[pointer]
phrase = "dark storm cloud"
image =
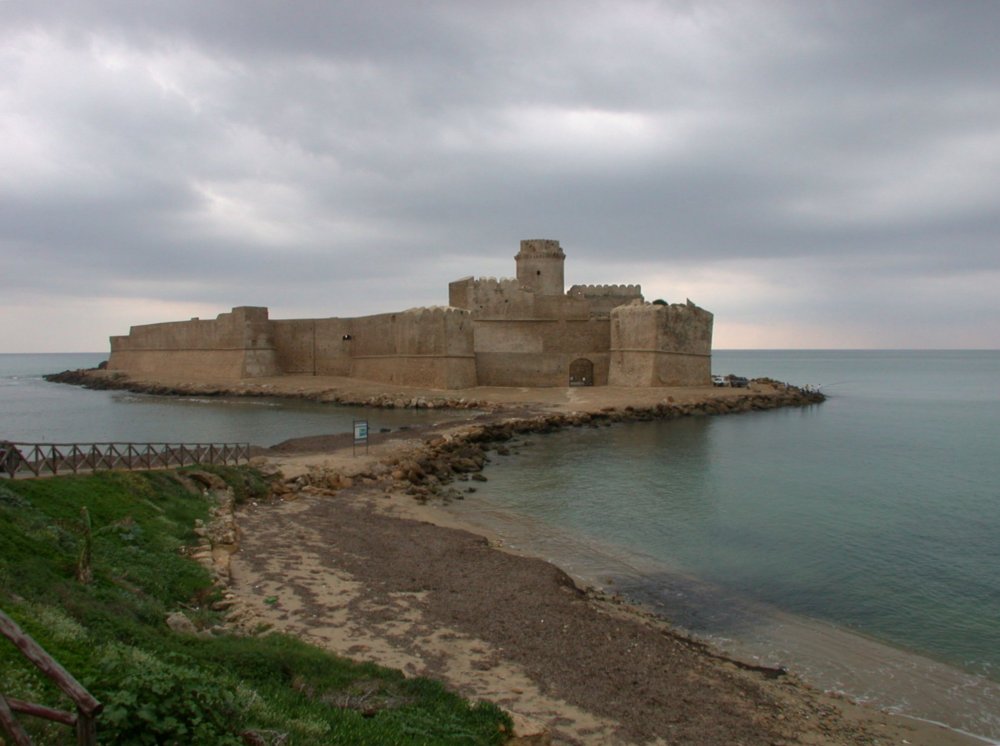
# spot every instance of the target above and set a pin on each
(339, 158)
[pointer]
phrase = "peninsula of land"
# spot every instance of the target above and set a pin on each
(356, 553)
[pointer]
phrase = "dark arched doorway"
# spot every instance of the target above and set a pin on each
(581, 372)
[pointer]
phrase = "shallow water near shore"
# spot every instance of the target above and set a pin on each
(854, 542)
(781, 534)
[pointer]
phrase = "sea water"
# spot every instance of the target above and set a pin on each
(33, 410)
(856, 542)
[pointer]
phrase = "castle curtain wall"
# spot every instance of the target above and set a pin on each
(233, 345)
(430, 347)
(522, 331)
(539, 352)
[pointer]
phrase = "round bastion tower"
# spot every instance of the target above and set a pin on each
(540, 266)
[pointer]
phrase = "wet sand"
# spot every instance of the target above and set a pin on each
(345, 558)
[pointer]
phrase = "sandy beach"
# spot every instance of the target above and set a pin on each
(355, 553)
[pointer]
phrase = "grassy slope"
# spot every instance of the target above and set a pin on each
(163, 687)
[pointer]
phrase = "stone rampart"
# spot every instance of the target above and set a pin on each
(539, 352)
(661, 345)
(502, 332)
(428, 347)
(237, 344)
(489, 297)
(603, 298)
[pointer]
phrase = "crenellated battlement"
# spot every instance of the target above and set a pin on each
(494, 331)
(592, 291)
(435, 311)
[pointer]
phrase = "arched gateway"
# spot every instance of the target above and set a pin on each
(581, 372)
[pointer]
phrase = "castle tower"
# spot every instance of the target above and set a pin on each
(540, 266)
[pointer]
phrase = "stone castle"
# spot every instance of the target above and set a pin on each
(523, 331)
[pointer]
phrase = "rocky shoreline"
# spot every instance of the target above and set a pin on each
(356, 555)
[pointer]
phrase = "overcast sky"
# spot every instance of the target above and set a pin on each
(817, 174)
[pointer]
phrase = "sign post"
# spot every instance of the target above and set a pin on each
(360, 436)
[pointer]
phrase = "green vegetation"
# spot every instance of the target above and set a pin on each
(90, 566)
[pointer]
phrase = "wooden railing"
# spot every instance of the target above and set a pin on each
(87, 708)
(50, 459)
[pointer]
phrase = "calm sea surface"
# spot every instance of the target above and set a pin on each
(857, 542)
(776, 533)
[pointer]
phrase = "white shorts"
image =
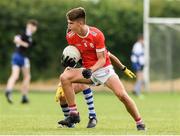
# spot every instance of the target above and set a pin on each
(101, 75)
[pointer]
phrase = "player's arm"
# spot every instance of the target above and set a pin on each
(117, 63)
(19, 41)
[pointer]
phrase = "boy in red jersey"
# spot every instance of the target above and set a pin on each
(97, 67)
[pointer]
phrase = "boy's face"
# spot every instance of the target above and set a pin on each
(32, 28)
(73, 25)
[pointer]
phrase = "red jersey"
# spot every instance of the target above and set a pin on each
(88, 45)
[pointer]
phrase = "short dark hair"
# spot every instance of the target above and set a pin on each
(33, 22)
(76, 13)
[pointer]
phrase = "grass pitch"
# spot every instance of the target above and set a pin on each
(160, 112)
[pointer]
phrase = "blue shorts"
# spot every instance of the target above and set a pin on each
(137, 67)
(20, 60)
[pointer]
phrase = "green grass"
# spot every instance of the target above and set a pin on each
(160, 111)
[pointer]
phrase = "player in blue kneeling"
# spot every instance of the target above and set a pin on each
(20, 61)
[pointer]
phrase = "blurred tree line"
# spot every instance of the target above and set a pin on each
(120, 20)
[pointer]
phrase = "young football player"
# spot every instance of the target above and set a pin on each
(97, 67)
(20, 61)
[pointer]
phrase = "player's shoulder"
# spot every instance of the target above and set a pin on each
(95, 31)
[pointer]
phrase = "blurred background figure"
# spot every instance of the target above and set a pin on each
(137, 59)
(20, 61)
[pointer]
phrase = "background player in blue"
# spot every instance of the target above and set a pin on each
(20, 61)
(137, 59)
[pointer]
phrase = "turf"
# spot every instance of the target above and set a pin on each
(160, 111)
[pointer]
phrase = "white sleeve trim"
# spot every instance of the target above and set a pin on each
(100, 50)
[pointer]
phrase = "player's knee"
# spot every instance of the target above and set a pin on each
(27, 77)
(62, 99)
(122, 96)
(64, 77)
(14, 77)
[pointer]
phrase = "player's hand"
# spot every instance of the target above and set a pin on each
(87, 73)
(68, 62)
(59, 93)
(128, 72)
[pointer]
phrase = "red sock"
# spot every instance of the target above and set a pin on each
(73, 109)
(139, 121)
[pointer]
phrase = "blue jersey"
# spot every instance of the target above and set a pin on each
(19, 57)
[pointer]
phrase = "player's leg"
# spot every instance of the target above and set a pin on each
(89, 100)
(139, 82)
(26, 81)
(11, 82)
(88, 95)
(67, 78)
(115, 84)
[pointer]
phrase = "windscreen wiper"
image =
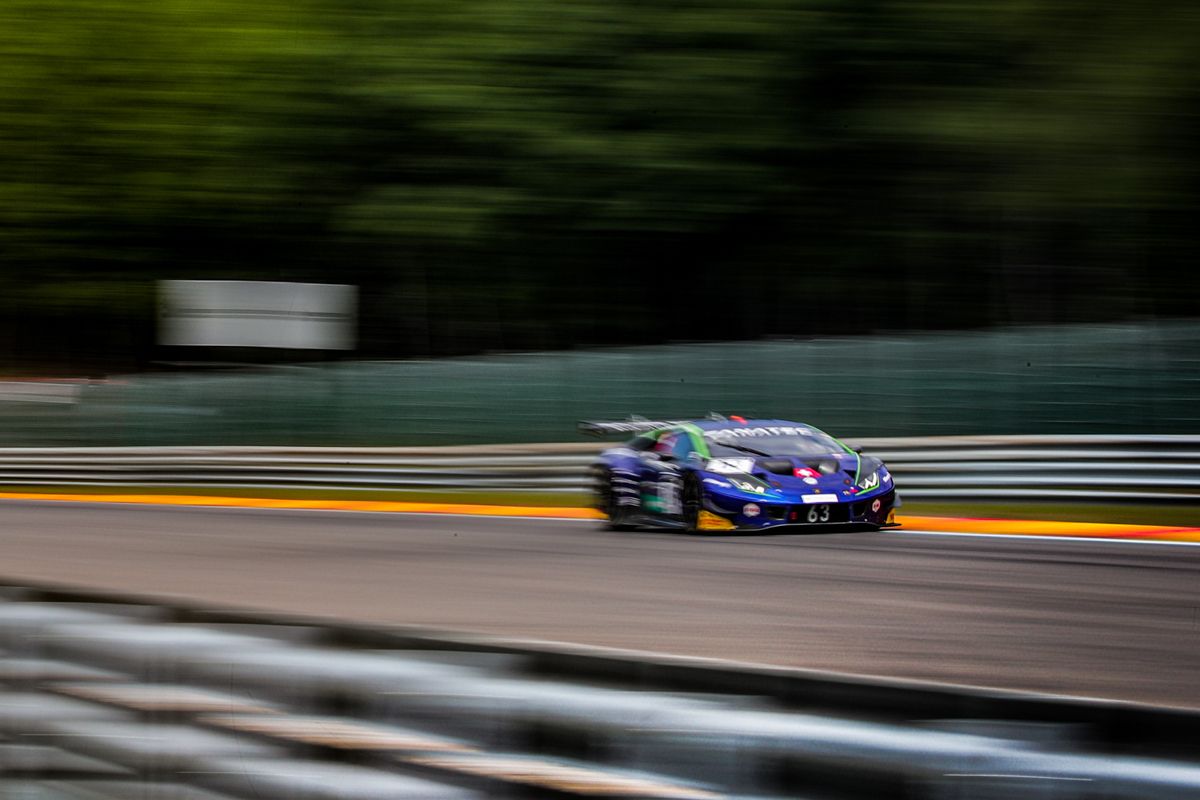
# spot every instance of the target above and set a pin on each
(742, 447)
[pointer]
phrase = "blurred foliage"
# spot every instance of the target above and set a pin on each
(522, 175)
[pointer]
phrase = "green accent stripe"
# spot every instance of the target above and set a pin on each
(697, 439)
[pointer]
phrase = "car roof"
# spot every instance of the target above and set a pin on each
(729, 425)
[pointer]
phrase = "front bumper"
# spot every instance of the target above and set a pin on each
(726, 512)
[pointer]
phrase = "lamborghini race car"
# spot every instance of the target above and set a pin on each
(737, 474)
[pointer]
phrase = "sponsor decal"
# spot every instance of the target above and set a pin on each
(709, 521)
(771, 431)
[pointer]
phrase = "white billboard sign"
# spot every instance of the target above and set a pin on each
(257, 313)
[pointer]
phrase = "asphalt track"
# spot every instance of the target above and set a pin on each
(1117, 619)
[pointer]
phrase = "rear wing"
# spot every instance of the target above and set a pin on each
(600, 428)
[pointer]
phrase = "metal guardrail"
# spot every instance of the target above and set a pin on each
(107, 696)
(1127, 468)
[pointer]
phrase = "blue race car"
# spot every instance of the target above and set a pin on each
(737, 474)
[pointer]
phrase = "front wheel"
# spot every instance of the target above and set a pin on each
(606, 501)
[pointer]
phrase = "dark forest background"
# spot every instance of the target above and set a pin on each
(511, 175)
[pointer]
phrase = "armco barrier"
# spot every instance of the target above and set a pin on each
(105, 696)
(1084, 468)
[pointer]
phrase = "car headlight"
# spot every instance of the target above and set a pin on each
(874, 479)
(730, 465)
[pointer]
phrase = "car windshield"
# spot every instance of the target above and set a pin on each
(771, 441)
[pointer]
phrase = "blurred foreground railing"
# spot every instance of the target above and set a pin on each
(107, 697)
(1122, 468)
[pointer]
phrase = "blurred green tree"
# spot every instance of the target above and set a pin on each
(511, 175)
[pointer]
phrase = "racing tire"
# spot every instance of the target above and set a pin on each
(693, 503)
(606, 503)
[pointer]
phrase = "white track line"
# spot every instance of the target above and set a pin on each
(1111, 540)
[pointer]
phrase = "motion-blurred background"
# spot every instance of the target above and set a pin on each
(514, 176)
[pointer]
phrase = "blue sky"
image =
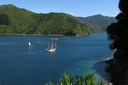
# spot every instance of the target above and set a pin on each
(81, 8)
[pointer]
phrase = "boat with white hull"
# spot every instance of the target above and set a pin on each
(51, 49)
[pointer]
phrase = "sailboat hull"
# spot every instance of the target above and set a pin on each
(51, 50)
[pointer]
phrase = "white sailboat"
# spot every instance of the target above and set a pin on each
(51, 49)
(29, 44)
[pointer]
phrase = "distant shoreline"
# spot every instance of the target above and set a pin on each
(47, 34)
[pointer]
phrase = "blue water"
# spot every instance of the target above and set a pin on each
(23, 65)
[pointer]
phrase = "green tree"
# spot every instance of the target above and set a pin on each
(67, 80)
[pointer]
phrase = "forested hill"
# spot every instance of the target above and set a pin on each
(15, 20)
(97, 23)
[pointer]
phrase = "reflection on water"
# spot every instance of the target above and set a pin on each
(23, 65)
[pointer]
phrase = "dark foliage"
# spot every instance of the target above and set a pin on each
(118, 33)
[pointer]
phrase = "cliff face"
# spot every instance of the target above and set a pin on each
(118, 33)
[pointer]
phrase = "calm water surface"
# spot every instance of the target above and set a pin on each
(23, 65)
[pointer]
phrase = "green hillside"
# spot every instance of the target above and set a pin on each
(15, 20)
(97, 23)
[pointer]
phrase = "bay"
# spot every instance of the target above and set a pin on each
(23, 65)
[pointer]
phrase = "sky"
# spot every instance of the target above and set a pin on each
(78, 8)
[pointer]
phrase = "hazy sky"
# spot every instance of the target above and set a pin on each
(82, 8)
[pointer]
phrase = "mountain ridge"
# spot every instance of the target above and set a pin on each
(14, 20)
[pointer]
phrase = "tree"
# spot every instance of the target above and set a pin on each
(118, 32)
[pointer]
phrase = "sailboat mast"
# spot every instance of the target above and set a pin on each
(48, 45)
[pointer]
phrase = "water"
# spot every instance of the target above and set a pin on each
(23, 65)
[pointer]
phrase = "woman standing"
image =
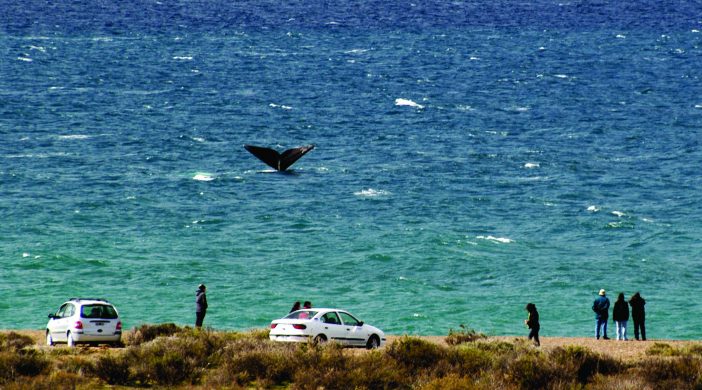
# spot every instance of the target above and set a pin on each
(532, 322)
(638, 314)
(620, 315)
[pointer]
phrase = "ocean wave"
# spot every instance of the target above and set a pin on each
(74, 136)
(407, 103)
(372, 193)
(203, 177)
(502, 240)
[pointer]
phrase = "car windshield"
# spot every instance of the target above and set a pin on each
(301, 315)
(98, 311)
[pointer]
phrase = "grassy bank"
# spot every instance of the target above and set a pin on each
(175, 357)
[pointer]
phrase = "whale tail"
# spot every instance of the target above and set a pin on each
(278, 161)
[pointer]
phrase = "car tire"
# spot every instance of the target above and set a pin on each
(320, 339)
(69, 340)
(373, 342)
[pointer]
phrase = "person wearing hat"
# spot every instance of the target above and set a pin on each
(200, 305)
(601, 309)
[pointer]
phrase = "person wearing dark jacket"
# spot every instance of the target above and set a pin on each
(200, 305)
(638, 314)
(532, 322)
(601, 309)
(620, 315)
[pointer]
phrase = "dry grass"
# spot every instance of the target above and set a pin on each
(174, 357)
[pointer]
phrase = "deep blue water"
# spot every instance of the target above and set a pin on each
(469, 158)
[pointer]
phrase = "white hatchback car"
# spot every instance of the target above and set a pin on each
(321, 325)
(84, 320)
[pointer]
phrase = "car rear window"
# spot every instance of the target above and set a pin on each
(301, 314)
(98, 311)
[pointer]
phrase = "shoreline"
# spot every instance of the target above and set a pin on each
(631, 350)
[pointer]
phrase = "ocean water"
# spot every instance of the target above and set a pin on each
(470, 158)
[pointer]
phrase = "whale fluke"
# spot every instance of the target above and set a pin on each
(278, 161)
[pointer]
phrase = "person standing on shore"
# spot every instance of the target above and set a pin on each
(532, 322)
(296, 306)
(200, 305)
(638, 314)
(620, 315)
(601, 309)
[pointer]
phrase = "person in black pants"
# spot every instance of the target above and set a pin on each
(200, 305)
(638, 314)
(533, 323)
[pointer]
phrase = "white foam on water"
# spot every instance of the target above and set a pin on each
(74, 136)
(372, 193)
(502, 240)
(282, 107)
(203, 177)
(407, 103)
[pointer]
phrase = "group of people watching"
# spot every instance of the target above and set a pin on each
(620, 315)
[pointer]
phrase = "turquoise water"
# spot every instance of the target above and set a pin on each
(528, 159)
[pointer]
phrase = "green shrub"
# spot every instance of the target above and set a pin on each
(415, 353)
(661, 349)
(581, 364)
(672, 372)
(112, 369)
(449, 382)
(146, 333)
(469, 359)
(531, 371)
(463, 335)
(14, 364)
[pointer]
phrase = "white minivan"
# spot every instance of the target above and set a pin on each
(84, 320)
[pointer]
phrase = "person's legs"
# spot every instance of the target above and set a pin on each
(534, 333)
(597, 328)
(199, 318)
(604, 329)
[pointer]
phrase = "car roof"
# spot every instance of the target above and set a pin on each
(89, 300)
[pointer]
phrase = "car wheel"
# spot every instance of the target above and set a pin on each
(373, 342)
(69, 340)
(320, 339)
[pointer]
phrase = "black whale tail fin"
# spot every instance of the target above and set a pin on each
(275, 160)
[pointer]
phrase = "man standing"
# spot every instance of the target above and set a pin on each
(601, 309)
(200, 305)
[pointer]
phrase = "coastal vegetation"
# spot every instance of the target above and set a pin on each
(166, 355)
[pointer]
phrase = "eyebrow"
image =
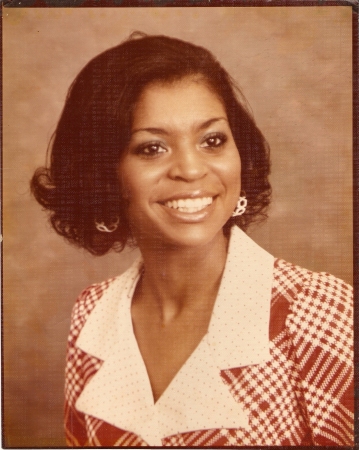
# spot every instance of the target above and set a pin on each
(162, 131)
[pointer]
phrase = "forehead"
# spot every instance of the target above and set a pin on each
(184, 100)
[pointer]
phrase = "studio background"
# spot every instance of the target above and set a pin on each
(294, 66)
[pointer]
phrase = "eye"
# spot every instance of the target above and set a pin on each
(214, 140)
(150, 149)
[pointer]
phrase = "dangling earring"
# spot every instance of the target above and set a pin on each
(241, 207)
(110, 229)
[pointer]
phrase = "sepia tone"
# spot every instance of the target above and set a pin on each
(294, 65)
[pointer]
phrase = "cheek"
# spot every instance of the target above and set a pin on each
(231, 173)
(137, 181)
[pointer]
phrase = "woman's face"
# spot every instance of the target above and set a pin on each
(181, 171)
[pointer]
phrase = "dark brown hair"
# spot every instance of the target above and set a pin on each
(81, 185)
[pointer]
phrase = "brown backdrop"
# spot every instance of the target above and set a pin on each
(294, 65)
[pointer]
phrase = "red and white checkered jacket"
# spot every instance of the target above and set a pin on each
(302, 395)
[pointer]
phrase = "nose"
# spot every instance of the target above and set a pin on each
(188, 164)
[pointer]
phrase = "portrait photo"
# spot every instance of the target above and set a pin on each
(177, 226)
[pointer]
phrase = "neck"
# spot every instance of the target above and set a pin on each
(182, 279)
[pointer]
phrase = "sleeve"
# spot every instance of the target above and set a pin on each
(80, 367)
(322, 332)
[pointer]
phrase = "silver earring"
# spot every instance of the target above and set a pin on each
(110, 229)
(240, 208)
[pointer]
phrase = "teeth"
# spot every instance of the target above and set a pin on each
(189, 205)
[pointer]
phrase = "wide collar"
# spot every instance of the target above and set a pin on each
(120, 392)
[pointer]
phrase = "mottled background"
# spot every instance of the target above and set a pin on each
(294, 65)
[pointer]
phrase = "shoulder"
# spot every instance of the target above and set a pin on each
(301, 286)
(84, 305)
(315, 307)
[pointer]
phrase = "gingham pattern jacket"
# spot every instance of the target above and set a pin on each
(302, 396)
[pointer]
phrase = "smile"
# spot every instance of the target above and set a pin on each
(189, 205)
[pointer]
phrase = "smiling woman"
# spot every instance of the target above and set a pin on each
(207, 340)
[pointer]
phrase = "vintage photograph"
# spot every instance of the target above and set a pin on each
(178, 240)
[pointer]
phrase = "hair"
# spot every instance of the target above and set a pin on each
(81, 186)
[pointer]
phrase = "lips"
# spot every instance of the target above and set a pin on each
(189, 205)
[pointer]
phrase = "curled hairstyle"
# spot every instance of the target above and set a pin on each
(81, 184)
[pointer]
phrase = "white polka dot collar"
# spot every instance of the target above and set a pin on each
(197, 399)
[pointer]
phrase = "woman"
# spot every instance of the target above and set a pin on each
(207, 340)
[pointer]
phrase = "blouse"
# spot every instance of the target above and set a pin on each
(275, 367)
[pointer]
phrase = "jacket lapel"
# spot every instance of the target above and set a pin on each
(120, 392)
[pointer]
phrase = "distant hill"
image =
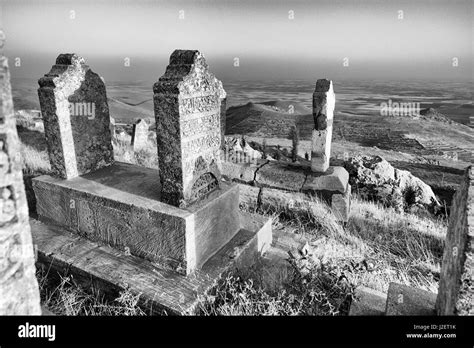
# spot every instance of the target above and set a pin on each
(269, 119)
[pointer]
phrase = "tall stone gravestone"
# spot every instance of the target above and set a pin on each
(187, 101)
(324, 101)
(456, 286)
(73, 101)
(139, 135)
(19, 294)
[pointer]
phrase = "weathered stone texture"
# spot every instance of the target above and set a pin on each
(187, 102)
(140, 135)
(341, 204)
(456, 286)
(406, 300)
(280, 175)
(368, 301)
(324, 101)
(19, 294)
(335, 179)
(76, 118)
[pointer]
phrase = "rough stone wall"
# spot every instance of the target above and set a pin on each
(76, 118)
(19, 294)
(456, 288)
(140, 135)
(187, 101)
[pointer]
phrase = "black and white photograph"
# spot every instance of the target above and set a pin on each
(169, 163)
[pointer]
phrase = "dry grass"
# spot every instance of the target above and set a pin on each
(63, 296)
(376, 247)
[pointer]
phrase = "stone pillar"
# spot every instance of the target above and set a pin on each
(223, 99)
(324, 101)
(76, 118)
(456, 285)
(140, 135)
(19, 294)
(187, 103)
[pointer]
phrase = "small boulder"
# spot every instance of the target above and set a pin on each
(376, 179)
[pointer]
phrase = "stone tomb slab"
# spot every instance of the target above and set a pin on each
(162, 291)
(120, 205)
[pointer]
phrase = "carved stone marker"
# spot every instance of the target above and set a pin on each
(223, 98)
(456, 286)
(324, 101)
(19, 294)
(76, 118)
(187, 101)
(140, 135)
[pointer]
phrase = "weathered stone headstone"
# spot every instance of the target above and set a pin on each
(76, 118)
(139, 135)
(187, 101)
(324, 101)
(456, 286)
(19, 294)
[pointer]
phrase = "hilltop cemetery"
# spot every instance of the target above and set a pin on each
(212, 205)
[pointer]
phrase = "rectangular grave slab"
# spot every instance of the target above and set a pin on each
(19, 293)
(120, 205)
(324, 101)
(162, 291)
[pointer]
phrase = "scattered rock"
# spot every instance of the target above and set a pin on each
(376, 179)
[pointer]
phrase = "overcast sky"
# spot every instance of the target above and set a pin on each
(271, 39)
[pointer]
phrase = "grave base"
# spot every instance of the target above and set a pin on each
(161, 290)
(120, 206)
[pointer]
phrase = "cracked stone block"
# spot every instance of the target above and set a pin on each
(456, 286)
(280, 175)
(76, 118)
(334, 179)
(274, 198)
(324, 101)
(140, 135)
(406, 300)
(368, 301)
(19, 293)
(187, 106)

★ ★ ★

Copy out every line of the material above that contains the string "race".

◆ Task answer:
phrase = "lamborghini race car"
phrase = "blue race car"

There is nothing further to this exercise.